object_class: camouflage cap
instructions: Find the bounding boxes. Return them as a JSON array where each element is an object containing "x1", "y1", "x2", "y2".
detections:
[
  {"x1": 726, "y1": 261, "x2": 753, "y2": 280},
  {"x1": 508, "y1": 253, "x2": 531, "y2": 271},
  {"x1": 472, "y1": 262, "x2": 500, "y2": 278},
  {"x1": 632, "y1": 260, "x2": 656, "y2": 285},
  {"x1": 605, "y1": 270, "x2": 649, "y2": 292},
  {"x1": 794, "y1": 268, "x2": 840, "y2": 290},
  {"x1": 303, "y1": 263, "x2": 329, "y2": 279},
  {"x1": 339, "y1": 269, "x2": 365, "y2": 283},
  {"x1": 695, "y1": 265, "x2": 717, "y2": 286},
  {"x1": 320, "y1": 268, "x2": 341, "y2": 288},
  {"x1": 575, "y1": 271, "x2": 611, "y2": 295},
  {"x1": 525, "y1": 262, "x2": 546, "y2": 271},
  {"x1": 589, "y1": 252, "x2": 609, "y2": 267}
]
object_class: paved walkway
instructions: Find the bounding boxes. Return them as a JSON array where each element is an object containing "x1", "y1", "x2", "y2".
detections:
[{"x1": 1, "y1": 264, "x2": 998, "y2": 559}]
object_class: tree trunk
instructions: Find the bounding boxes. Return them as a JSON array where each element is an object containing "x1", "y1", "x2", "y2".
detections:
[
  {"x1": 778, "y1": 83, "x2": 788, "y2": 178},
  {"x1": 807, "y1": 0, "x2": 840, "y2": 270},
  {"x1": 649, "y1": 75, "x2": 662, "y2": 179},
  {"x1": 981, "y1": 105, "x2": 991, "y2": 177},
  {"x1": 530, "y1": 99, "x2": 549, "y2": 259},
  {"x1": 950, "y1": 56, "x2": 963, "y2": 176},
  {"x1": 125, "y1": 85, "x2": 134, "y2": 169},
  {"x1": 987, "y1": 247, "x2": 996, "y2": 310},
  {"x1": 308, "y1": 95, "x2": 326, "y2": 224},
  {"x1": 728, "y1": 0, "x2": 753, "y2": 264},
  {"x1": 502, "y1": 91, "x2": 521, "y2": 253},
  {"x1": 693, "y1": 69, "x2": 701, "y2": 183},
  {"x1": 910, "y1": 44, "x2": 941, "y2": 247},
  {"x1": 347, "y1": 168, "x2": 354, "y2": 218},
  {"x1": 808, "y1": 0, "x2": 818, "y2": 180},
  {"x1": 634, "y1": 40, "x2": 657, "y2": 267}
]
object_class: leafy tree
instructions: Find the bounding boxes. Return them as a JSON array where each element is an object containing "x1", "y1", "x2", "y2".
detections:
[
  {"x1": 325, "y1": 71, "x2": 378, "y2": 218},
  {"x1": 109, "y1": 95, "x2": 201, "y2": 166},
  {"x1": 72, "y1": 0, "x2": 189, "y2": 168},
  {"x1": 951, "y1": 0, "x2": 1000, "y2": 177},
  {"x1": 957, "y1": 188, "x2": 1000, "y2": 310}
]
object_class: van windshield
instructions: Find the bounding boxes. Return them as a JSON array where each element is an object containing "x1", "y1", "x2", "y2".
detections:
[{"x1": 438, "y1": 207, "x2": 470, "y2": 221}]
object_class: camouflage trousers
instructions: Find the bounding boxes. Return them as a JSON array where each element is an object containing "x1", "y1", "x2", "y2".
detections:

Task to carry out: Look through the material above for the word "camouflage" and copy every line that has it.

Output of the exercise:
object_class: camouflage cap
object_class: camouflage trousers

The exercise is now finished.